▸ DATA FOR THIS EXERCISE:
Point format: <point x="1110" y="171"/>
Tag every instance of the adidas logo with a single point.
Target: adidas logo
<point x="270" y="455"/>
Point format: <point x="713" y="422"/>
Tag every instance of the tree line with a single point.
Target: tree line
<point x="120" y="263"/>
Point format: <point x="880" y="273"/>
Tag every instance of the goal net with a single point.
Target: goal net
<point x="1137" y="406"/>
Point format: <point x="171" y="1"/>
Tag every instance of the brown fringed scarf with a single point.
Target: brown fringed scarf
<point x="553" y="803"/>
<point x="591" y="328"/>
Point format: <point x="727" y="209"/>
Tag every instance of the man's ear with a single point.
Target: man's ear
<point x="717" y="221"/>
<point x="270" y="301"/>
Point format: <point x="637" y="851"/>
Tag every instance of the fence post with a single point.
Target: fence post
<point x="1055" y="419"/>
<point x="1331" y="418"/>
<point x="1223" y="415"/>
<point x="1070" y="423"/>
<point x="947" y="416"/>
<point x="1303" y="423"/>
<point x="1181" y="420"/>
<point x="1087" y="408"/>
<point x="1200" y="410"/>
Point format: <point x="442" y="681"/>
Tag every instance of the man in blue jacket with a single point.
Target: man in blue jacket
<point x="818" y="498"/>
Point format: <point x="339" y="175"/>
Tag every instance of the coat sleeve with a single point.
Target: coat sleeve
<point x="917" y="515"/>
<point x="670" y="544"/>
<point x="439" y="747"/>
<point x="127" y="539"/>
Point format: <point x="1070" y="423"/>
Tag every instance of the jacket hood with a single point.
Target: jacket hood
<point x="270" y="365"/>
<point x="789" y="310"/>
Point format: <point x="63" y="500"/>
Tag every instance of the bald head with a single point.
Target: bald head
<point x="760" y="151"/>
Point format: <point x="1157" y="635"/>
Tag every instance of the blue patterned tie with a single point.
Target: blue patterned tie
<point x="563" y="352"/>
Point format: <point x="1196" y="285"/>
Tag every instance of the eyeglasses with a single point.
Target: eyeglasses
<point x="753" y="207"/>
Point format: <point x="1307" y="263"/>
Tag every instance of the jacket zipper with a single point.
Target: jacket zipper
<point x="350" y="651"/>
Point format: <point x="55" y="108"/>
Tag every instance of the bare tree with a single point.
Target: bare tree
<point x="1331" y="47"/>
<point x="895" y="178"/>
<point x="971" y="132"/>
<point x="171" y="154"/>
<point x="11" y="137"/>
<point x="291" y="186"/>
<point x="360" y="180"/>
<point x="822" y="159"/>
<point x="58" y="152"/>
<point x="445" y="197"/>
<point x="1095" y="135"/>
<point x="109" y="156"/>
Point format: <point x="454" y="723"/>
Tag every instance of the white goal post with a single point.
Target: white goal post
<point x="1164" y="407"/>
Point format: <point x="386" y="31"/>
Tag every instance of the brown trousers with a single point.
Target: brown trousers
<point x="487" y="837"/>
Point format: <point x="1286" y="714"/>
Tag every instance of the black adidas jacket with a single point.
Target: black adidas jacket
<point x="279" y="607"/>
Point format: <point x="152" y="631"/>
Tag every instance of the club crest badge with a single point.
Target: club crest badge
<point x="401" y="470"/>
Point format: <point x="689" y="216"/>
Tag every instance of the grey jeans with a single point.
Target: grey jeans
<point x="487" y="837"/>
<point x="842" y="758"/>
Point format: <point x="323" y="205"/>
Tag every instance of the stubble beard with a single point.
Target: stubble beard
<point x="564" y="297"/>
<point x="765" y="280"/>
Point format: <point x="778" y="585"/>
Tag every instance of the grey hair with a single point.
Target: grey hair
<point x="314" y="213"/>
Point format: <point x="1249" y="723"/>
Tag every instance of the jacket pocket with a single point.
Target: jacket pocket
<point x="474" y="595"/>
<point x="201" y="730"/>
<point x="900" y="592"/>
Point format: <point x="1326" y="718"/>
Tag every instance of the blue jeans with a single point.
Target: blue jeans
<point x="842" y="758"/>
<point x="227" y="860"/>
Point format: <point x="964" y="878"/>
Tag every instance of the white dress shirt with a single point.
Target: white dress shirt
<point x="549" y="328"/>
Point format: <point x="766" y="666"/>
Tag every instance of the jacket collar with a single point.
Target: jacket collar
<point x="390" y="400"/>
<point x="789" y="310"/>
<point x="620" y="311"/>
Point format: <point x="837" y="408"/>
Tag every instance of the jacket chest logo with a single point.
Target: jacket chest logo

▸ EXERCISE:
Copy out every line of the data above, exactly as given.

▸ RIGHT ANSWER:
Point format: <point x="1110" y="171"/>
Tag every instance of the adidas logo with a single point.
Target: adidas logo
<point x="270" y="455"/>
Point format: <point x="713" y="422"/>
Tag every instance of the tree line with a single point.
Target: tree line
<point x="120" y="263"/>
Point format: <point x="880" y="273"/>
Tag every instance of the goal net with a single point.
Target: goal net
<point x="1137" y="406"/>
Point format: <point x="171" y="1"/>
Tag every instance of the brown fringed scarf with a single point.
Target: brown fringed scarf
<point x="553" y="803"/>
<point x="591" y="328"/>
Point format: <point x="727" y="209"/>
Tag every instance of the man's ear with a single point.
Target: man's ear
<point x="717" y="221"/>
<point x="270" y="301"/>
Point format: <point x="637" y="851"/>
Tag every instance of the fence post with a single point.
Target: fence post
<point x="1055" y="419"/>
<point x="1331" y="418"/>
<point x="1223" y="415"/>
<point x="1070" y="423"/>
<point x="947" y="416"/>
<point x="1303" y="423"/>
<point x="1181" y="420"/>
<point x="1087" y="408"/>
<point x="1200" y="410"/>
Point format: <point x="442" y="681"/>
Tag every instance of the man in blue jacket with a single point.
Target: man in blue jacket
<point x="818" y="498"/>
Point format: <point x="339" y="175"/>
Tag every instance of the coat sleeve with a single point.
Target: coat sleeve
<point x="917" y="515"/>
<point x="670" y="544"/>
<point x="439" y="747"/>
<point x="127" y="539"/>
Point format: <point x="1070" y="423"/>
Tag every instance of the jacket hood with a single point.
Target: jacket hood
<point x="270" y="365"/>
<point x="789" y="310"/>
Point format: <point x="63" y="500"/>
Tag every instance of the bald head with a single point.
Target: bald head
<point x="760" y="151"/>
Point format: <point x="1157" y="635"/>
Tag every instance of the blue patterned tie with a single point.
Target: blue patterned tie
<point x="563" y="352"/>
Point format: <point x="1196" y="285"/>
Tag every instance of the eyeglasses with a single point.
Target: eyeglasses
<point x="753" y="207"/>
Point format: <point x="1307" y="263"/>
Tag every instance of the jacket zipper with a single point.
Target: jacket zipper
<point x="350" y="651"/>
Point format: <point x="55" y="108"/>
Tag every instance of the bare tree with a single point.
Target: bare tree
<point x="1331" y="47"/>
<point x="895" y="178"/>
<point x="971" y="132"/>
<point x="171" y="154"/>
<point x="11" y="137"/>
<point x="291" y="186"/>
<point x="360" y="180"/>
<point x="822" y="159"/>
<point x="58" y="152"/>
<point x="445" y="197"/>
<point x="1095" y="135"/>
<point x="109" y="156"/>
Point format: <point x="454" y="723"/>
Tag every instance of the white goal post with a single point.
Target: white goal post
<point x="1164" y="407"/>
Point format: <point x="386" y="31"/>
Tag every instance of the brown trousers with a single point.
Target: brown trousers
<point x="487" y="837"/>
Point format: <point x="1286" y="714"/>
Tag every instance of the black adidas jacket with a single point.
Target: black adidas jacket
<point x="279" y="607"/>
Point format: <point x="152" y="631"/>
Tag every instance of the club crest badge with a single point.
Target: club crest badge
<point x="401" y="470"/>
Point format: <point x="689" y="216"/>
Tag every instance of the grey jeans with a single point.
Target: grey jeans
<point x="487" y="837"/>
<point x="842" y="758"/>
Point format: <point x="323" y="205"/>
Tag every instance of the stubble beard with a single point.
Target: stubble beard
<point x="564" y="297"/>
<point x="765" y="280"/>
Point format: <point x="778" y="585"/>
Tag every instance of the grey hair with a single point.
Target: grey hair
<point x="314" y="213"/>
Point format: <point x="1249" y="723"/>
Tag every instance of the jacket pocket with a single point.
Target: jacket pocket
<point x="474" y="595"/>
<point x="201" y="730"/>
<point x="900" y="592"/>
Point format: <point x="1326" y="718"/>
Tag every instance of the blue jeans with a single point.
Target: blue jeans
<point x="842" y="758"/>
<point x="227" y="860"/>
Point format: <point x="964" y="878"/>
Tag every instance of the white dress shirt with a single point.
Target: white dress shirt
<point x="549" y="328"/>
Point format: <point x="766" y="666"/>
Tag every instance of the jacket collar with a single point.
Target: jacket collar
<point x="390" y="400"/>
<point x="789" y="310"/>
<point x="620" y="311"/>
Point format: <point x="837" y="408"/>
Tag every instance of the jacket chest logo with a single point.
Target: jacket chest logo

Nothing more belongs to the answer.